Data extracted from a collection
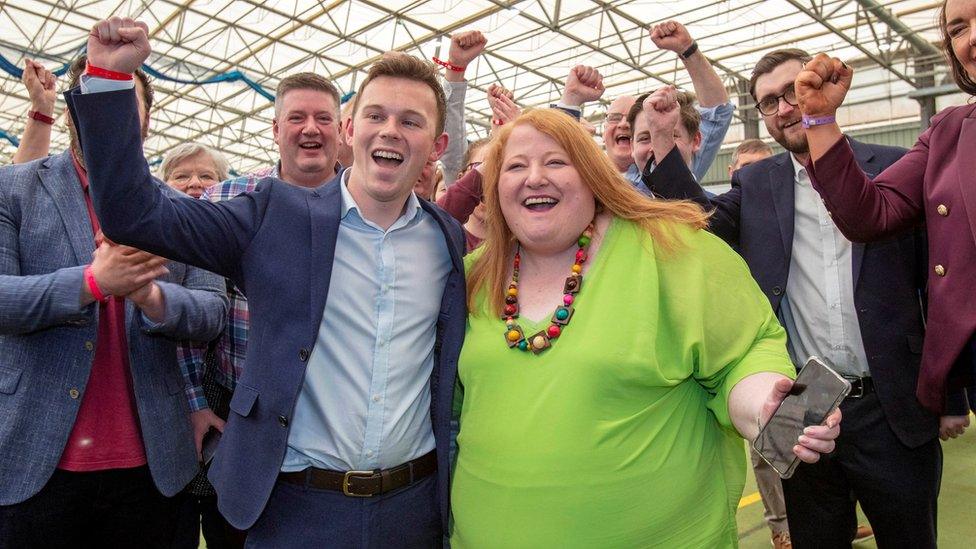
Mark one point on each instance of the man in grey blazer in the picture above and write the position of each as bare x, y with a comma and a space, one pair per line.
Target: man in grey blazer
94, 426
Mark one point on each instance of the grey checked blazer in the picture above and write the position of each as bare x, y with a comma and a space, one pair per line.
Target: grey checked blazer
47, 339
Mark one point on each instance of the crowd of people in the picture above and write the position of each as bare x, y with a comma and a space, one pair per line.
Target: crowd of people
333, 323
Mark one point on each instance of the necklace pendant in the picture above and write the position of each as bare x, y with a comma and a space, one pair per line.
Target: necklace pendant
514, 335
573, 284
539, 342
562, 315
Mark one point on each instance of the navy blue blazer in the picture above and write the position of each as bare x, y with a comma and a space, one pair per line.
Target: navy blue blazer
46, 336
756, 218
277, 244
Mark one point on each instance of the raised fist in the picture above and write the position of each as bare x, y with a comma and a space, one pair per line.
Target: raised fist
466, 47
583, 84
662, 112
41, 87
119, 44
671, 35
822, 85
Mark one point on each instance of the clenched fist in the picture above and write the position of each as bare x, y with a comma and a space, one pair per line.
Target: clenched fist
119, 44
822, 85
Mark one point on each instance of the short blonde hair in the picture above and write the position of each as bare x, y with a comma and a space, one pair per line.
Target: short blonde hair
183, 151
396, 64
612, 193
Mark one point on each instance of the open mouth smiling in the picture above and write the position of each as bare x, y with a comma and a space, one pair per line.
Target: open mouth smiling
388, 159
540, 203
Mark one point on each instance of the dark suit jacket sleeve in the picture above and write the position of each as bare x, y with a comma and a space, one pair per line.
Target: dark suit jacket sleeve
866, 210
133, 210
671, 179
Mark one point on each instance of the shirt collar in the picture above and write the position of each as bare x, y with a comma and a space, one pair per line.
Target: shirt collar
798, 169
410, 212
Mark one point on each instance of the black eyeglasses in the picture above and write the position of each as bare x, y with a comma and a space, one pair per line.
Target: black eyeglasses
770, 105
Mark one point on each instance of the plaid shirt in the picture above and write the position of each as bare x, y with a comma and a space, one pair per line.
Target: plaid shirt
232, 344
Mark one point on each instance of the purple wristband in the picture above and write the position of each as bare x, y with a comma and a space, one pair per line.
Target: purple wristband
811, 121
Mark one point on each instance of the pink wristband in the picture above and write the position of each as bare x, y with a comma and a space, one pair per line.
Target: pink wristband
93, 285
811, 121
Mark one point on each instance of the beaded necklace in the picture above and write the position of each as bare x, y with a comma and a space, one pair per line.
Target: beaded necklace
543, 339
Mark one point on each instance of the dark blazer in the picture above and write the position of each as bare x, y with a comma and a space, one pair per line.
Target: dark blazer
756, 218
935, 184
277, 244
46, 337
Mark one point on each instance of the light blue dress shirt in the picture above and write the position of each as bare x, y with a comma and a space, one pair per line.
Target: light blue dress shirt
818, 310
365, 402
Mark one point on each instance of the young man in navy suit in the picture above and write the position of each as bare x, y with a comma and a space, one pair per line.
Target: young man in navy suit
340, 424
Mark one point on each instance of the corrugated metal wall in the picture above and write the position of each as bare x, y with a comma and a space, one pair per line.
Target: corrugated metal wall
898, 135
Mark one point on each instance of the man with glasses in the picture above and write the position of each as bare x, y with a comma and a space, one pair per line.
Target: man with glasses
857, 306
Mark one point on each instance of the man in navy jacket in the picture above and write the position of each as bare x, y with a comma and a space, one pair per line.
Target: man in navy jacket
356, 293
857, 306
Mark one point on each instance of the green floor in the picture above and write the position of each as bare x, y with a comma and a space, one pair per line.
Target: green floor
957, 502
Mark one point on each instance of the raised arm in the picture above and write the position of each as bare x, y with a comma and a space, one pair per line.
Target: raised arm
41, 88
863, 210
130, 204
465, 48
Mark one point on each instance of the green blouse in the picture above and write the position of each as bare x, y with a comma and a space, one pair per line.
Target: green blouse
618, 435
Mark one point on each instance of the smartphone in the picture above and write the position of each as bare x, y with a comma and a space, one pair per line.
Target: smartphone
209, 447
817, 391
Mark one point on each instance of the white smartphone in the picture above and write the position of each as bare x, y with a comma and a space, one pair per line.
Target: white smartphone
817, 391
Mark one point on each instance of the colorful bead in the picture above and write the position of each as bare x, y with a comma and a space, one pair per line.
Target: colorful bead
542, 340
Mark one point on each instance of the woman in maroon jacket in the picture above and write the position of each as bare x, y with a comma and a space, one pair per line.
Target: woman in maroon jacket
934, 184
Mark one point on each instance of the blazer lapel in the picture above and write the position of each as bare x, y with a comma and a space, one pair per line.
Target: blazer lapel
324, 208
61, 182
965, 168
865, 159
781, 179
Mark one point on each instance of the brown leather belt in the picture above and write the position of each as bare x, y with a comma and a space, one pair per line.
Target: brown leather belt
364, 484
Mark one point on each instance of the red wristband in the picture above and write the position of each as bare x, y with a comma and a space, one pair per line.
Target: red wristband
40, 117
448, 65
92, 70
93, 285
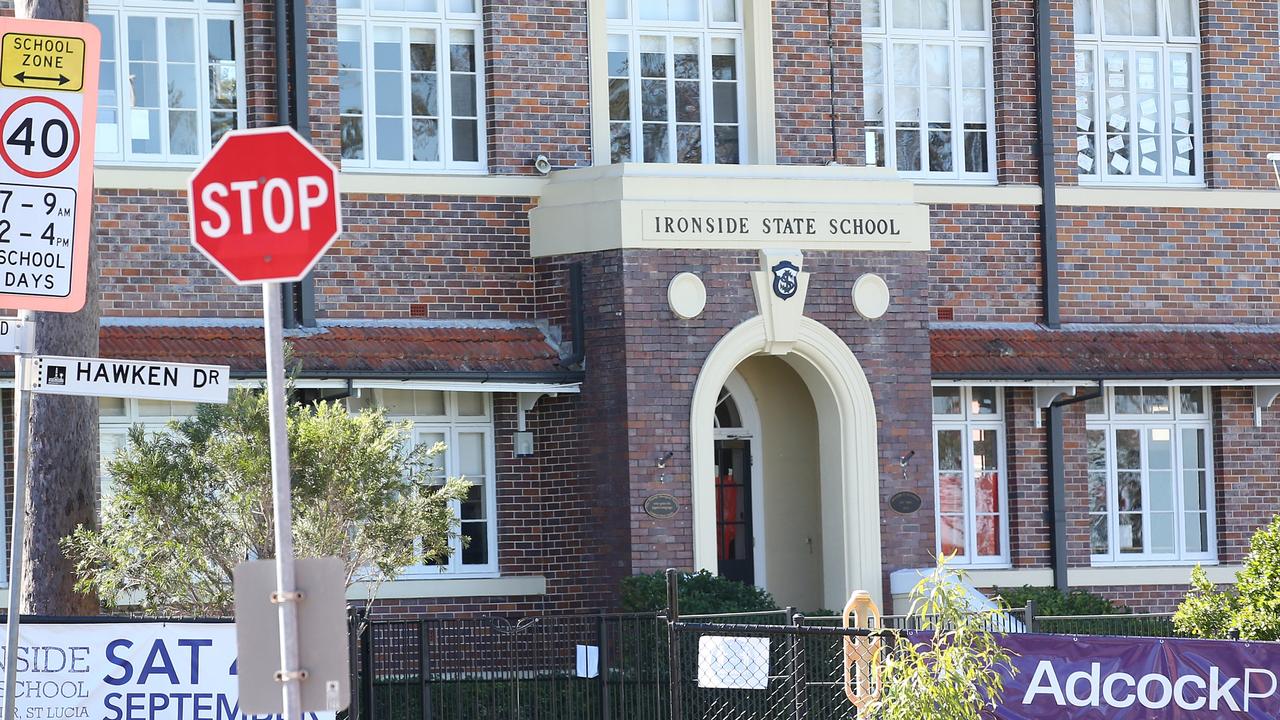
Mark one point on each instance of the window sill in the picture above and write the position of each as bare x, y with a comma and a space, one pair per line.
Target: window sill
452, 586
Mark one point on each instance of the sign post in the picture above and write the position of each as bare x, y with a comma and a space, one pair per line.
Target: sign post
264, 208
48, 114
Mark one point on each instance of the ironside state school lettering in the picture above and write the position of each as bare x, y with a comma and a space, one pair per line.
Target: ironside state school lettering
772, 226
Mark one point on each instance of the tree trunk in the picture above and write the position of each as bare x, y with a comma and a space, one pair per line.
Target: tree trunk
63, 452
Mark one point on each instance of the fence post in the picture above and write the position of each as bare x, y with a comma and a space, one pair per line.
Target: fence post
673, 642
366, 661
353, 621
424, 670
795, 647
603, 666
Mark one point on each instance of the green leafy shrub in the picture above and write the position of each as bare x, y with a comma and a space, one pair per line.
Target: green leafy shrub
700, 593
958, 673
1052, 601
1252, 607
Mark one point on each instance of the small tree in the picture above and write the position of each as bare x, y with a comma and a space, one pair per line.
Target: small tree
954, 673
1252, 607
190, 504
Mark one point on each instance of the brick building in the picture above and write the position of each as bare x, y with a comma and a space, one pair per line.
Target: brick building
795, 264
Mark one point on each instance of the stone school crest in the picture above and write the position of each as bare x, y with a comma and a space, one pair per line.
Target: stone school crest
786, 279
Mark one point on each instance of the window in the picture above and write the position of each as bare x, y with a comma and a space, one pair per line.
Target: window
462, 422
969, 473
411, 78
928, 87
1137, 95
676, 91
117, 415
1151, 477
170, 82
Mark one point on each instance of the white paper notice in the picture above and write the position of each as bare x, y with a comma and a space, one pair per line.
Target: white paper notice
732, 662
588, 661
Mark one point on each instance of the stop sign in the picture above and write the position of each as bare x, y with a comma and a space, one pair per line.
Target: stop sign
264, 206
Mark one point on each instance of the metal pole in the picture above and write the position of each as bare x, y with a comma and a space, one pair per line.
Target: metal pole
21, 423
286, 596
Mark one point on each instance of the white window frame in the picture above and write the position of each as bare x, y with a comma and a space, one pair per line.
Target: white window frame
451, 424
887, 36
362, 17
705, 30
200, 12
1109, 422
967, 422
1166, 44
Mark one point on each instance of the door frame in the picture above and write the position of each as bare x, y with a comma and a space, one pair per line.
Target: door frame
752, 432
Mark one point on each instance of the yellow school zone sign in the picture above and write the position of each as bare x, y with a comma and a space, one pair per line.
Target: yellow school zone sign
41, 62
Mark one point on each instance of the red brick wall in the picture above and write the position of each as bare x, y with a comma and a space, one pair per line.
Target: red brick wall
984, 264
1168, 265
1240, 76
462, 258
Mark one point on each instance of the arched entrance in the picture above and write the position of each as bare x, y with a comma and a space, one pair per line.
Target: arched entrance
846, 463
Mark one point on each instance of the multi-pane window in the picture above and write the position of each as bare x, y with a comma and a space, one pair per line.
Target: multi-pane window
969, 472
928, 87
170, 82
411, 83
676, 91
1137, 90
1151, 477
464, 423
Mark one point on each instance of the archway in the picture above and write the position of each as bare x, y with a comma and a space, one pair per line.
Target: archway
848, 441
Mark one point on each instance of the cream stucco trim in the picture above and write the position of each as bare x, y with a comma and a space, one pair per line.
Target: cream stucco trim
1192, 197
407, 183
1100, 577
978, 194
456, 587
830, 360
759, 112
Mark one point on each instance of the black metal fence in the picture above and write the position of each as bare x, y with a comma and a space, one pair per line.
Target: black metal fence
634, 666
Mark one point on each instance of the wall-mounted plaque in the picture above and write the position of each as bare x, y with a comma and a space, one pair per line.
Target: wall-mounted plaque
905, 502
661, 505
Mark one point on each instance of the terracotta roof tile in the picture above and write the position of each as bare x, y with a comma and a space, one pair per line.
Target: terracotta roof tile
1022, 352
341, 350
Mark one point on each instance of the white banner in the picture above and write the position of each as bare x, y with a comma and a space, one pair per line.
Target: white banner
129, 671
97, 377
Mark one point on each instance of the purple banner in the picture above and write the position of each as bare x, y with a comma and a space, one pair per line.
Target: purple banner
1075, 677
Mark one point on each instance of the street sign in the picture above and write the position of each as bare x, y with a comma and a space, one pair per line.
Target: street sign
49, 95
323, 650
264, 206
16, 336
127, 378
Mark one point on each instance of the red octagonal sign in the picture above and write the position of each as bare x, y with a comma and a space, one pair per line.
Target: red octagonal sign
264, 206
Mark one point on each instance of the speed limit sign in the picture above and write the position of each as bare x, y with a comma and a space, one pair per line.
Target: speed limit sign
48, 109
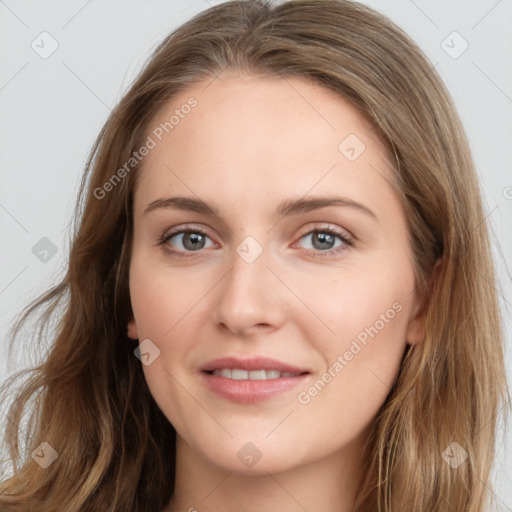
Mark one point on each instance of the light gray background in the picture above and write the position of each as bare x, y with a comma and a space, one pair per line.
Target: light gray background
52, 109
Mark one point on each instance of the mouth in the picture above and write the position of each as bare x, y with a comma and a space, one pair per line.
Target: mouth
251, 381
240, 374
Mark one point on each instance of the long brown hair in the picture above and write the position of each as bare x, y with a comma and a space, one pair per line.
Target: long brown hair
90, 402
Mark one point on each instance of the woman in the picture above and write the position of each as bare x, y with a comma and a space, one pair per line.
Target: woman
260, 373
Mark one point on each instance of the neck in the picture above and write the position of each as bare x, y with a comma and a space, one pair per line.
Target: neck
329, 483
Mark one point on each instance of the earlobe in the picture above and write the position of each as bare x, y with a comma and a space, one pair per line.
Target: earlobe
132, 330
416, 329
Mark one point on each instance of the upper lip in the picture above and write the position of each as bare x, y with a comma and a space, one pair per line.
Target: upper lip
253, 363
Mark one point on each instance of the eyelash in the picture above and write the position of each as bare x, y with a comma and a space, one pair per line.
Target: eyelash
347, 240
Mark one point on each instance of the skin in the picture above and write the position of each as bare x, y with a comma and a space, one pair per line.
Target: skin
250, 143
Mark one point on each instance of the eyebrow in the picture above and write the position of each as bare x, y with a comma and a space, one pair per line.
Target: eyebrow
286, 208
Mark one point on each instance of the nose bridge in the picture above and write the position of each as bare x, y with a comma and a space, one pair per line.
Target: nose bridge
250, 293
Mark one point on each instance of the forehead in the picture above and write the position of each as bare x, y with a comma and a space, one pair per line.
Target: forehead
260, 134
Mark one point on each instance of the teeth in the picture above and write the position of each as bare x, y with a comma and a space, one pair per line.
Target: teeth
237, 374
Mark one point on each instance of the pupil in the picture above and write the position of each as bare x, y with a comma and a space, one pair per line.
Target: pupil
323, 238
193, 238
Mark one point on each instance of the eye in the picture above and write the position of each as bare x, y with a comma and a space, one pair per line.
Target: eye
323, 241
191, 239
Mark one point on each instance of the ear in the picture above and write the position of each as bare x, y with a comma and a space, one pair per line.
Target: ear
416, 327
133, 332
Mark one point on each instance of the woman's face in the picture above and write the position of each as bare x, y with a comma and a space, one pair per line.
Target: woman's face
263, 167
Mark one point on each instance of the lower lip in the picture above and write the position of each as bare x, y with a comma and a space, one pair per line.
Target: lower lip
251, 391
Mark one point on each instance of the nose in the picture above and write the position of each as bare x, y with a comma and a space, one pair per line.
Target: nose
251, 297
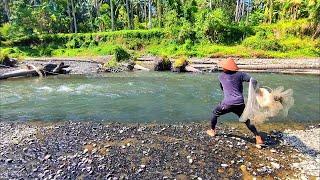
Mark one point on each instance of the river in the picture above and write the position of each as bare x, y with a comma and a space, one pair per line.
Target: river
140, 97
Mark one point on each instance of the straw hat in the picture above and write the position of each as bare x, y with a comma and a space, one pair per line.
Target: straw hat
229, 64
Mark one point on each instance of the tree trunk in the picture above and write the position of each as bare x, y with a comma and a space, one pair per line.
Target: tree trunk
128, 14
316, 33
159, 12
150, 23
6, 9
237, 12
145, 12
270, 10
112, 15
69, 14
74, 17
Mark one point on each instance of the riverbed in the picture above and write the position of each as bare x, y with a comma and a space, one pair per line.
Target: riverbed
140, 97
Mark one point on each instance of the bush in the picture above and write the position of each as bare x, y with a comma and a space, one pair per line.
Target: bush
216, 27
5, 30
87, 39
263, 41
186, 32
181, 61
120, 54
111, 63
3, 56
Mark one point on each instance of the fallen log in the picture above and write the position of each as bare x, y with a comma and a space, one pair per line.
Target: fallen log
20, 73
138, 67
189, 68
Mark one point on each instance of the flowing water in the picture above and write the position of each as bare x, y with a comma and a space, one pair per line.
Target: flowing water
140, 97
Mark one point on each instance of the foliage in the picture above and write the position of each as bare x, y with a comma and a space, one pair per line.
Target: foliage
180, 62
3, 56
259, 28
120, 54
113, 63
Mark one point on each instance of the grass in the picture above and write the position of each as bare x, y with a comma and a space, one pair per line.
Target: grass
294, 48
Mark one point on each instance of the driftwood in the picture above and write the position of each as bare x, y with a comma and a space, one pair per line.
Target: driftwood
138, 67
20, 73
49, 69
9, 62
189, 68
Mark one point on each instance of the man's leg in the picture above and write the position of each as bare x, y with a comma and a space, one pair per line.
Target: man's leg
218, 111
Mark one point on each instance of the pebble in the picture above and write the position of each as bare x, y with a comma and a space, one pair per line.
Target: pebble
224, 165
273, 150
9, 160
275, 165
48, 156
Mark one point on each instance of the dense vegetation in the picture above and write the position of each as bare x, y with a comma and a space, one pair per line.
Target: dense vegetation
246, 28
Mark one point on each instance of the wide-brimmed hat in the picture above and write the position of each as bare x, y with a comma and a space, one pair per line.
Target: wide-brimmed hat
229, 64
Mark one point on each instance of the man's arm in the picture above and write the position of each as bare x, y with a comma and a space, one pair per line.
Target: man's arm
246, 77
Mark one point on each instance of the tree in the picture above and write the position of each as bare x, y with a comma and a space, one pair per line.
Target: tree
150, 13
73, 11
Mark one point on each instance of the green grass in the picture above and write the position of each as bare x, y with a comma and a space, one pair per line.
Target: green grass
292, 47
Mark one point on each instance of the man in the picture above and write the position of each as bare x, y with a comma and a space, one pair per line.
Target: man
231, 84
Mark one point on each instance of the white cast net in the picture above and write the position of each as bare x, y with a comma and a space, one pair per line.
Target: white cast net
263, 104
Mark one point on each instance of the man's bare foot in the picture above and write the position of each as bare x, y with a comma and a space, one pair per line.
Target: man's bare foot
211, 132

§ **EXERCISE AIM**
Copy the lines above exactly. Start with the line containing "Mark one point on each instance of the door", end with the line containing "Mark one point on each instance of the arched", and include both.

§ **TASK ANSWER**
Mark one point on each instance of the door frame in the picture above and write the position of each as bare x, y with a comma and a space, one pair per line.
Target: door frame
752, 432
Mark one point on each instance of the yellow school zone sign in the picture above and write the position of each as bare x, y with a comma and a space, one pair per line.
Target: yellow school zone sign
41, 62
Mark one point on each instance of the red brick wall in the picture above and write the position of each as bare x, y with a comma and a space, one pair per line.
Target: red brick wall
984, 264
1168, 265
1240, 76
462, 258
Mark one point on each instance of the arched entrance in the picture above and write the position of each as bare x, y with a comma and a space, one pair per line.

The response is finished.